- **Required action**:
After finding the line with "positive clicks: (336, 223)" in the data below, set down exactly each line through the one with "225L340 220L329 221V225L336", inclusive, and stop there.

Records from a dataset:
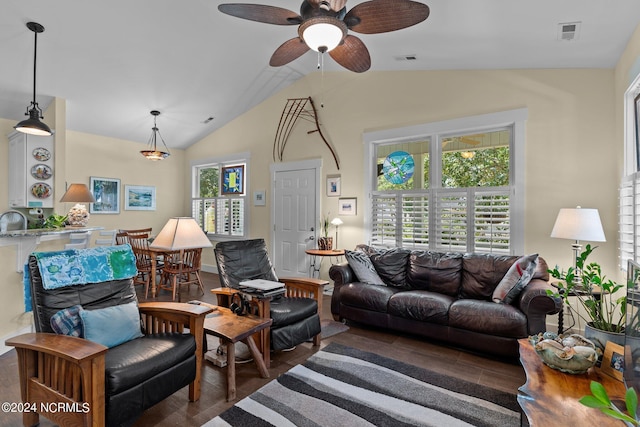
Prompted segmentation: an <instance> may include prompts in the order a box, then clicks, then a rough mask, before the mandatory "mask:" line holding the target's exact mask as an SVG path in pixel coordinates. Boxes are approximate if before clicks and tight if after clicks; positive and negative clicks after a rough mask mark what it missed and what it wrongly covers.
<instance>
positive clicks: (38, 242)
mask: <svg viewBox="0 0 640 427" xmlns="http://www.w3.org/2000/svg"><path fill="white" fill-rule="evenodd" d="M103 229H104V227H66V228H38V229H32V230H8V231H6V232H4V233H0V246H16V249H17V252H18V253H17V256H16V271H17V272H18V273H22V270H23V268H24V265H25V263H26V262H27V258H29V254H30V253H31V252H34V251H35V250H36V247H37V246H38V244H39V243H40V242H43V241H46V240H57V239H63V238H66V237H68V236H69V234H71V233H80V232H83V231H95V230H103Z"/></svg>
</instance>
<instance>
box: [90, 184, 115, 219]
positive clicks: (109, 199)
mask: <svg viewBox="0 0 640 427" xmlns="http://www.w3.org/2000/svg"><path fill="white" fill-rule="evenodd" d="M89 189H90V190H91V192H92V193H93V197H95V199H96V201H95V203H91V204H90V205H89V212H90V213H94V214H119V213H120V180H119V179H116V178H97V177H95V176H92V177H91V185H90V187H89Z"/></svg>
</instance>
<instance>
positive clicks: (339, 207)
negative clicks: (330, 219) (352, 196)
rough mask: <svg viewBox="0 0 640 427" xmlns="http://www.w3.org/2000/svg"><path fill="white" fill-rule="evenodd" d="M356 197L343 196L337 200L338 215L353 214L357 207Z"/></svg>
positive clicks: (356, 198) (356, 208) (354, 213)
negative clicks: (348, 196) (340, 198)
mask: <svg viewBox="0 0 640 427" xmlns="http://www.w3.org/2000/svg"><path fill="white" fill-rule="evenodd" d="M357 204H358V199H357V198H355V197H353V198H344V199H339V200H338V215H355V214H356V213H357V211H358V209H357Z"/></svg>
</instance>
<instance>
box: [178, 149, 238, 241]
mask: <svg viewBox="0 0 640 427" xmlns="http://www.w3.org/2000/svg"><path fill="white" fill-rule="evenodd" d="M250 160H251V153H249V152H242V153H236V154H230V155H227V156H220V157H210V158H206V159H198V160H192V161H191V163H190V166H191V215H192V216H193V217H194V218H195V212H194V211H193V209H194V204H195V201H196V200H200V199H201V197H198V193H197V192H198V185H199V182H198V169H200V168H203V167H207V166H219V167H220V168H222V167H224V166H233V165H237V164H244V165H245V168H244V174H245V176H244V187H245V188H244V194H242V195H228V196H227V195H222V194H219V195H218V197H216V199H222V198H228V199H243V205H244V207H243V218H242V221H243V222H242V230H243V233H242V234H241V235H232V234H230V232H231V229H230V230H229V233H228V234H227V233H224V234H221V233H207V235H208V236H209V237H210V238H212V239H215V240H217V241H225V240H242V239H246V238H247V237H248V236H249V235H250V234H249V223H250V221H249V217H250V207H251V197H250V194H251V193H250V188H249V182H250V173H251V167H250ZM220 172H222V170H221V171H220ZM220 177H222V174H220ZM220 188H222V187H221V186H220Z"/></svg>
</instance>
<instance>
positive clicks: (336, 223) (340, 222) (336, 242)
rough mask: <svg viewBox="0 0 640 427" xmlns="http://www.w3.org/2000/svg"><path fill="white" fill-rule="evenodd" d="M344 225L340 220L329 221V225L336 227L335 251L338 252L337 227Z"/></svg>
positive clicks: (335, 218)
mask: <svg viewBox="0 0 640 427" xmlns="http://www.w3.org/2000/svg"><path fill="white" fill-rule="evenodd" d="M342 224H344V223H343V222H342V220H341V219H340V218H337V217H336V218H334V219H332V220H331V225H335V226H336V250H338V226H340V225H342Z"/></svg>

- **Result**:
positive clicks: (336, 223) (340, 222) (336, 242)
rough mask: <svg viewBox="0 0 640 427" xmlns="http://www.w3.org/2000/svg"><path fill="white" fill-rule="evenodd" d="M344 225L340 220L329 221V225L336 227L335 251L338 252L337 227Z"/></svg>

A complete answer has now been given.